• SELECTED EXCERPT
A similar saying in bowling (from the 1980s and 1990s) is “Strike for show and spare for dough.” A similar saying in both handball (from 1999) and racquetball (from 2000) is “Kill for show and pass for dough” and in billiards (from 2000) it’s “Draw for show and follow for dough.”


Wikipedia: Johnny Farrell
John Joseph Farrell (April 1, 1901 – June 14, 1988) was an American professional golfer, best known for winning the 1928 U.S. Open.

Farrell was born in White Plains, New York. He turned professional in 1922.

In 1928, Farrell won the U.S. Open. He tied with amateur Bobby Jones after the regulation 72 holes, at the Olympia Fields Country Club near Chicago, and won a 36-hole playoff by one stroke. He was voted the 1927 and 1928 Best Golf Professional in the United States, after a winning streak of six consecutive tournaments, on his road to a total of 22 career PGA Tour wins. He played for the United States in the first three Ryder Cups: 1927, 1929, and 1931.

Farrell was the head professional at the Quaker Ridge Golf Club in New York from 1919-1930.

9 September 1928, Charleston (WV) Daily Mail, “The Sportlight” by Grantland Rice, pg. 5, col. 3:
“We drive for pleasure,” says Johnny Farrell, “but we putt for money.”

6 July 1929, Seattle (WA) Daily Times, “The Sportlight” by Grantland Rice, pg. 9, col. 4:
“We drive for pleasure,” says Johnny Farrell, “but we putt for money.”

20 June 1930, Tampa (FL) Morning Tribune, “The Morning After” by Virgil M. Newton, pg. 14, col. 3:
Putt for Profit
“Drive for pleasure, putt for profit,” is what Tom McHugh, the Davis Islands professional, tells his duffers. Few follow his advice.. Putting is the most important thing to the gold champions and the least important to the dubs.

• TASKS TO CARRY OUT
A – In the excerpt on golf sayings, switch "duffers" to "students" and give the part from "20 June 1930, Tampa" to "to the dubs." again.
B – According to the excerpt on golf sayings, where did Johnny Farrell hold the post of head professional from 1919 to 1930?

• DATA UNDER STUDY
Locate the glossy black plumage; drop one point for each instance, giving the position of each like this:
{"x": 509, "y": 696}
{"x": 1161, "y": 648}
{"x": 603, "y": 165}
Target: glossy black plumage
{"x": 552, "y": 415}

• WRITTEN RESPONSES
A –
20 June 1930, Tampa (FL) Morning Tribune, “The Morning After” by Virgil M. Newton, pg. 14, col. 3:
Putt for Profit
“Drive for pleasure, putt for profit,” is what Tom McHugh, the Davis Islands professional, tells his students. Few follow his advice.. Putting is the most important thing to the gold champions and the least important to the dubs.

B – At the Quaker Ridge Golf Club in New York.